=== WORK TO COMPLETE ===
Copy these rows out word for word, from the first line through the line that contains "left=14, top=58, right=34, bottom=78", including both of those lines.

=== ENTRIES ===
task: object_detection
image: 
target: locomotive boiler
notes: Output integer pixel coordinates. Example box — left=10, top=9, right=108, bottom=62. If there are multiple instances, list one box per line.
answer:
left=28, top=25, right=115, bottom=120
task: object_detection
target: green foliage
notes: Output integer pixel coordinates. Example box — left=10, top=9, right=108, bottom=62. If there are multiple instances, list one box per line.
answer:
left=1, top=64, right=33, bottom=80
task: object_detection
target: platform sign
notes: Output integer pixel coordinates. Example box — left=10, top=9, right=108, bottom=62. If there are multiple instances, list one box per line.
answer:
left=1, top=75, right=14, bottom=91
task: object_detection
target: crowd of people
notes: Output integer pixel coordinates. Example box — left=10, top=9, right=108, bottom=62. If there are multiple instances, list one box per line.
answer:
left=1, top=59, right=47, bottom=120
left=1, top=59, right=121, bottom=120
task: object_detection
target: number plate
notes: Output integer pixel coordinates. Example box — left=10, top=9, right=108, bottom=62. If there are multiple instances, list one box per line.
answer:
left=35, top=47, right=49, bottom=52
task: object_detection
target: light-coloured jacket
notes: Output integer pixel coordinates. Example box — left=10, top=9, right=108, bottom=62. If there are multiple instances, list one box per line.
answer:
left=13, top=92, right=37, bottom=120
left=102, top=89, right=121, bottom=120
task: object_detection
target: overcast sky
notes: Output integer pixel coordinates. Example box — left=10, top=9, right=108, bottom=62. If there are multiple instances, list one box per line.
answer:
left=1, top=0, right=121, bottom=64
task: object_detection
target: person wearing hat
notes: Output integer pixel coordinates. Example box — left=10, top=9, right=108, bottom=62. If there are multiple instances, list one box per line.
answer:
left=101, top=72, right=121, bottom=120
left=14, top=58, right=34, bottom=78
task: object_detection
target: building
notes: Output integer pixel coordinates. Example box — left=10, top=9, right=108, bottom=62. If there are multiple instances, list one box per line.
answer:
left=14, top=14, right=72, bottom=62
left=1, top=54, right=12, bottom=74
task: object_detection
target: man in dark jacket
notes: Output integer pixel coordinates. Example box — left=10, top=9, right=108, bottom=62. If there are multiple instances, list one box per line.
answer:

=== OUTPUT OF THE EXERCISE ===
task: object_detection
image: 
target: locomotive boiler
notes: Output integer pixel coordinates. Example box — left=10, top=9, right=108, bottom=62. If there are multiple instances, list one box per line.
answer:
left=28, top=25, right=115, bottom=120
task: object_detection
target: green foliage
notes: Output integer pixel coordinates. Example box — left=10, top=9, right=108, bottom=62. If there are multiple instances, list one box per line.
answer:
left=1, top=64, right=33, bottom=80
task: object_detection
target: platform sign
notes: Output integer pixel coordinates. Example box — left=10, top=9, right=108, bottom=62. If there are multiple instances, list one box per line.
answer:
left=1, top=75, right=14, bottom=91
task: object_detection
target: crowd of people
notes: Output integer pixel coordinates. Example box — left=10, top=9, right=108, bottom=62. If there are multiple instances, list one box per line.
answer:
left=1, top=59, right=47, bottom=120
left=1, top=59, right=121, bottom=120
task: object_detection
target: number plate
notes: Output integer pixel coordinates. Example box — left=10, top=9, right=108, bottom=62. If there are multiple instances, list one box per line.
answer:
left=35, top=47, right=49, bottom=52
task: object_detection
target: light-coloured jacket
notes: Output integer pixel coordinates. Example box — left=10, top=9, right=108, bottom=62. If there are multiple instances, list one box per line.
answer:
left=13, top=92, right=37, bottom=120
left=102, top=89, right=121, bottom=120
task: object_detection
target: overcast sky
notes: Output integer pixel coordinates. Example box — left=10, top=9, right=108, bottom=62. If there are multiple instances, list one box per line.
answer:
left=1, top=0, right=121, bottom=64
task: object_detection
target: person wearing hat
notes: Output integer pixel coordinates. Example box — left=10, top=9, right=108, bottom=62. If there are multiple instances, list one box per line.
answer:
left=101, top=72, right=121, bottom=120
left=14, top=58, right=34, bottom=78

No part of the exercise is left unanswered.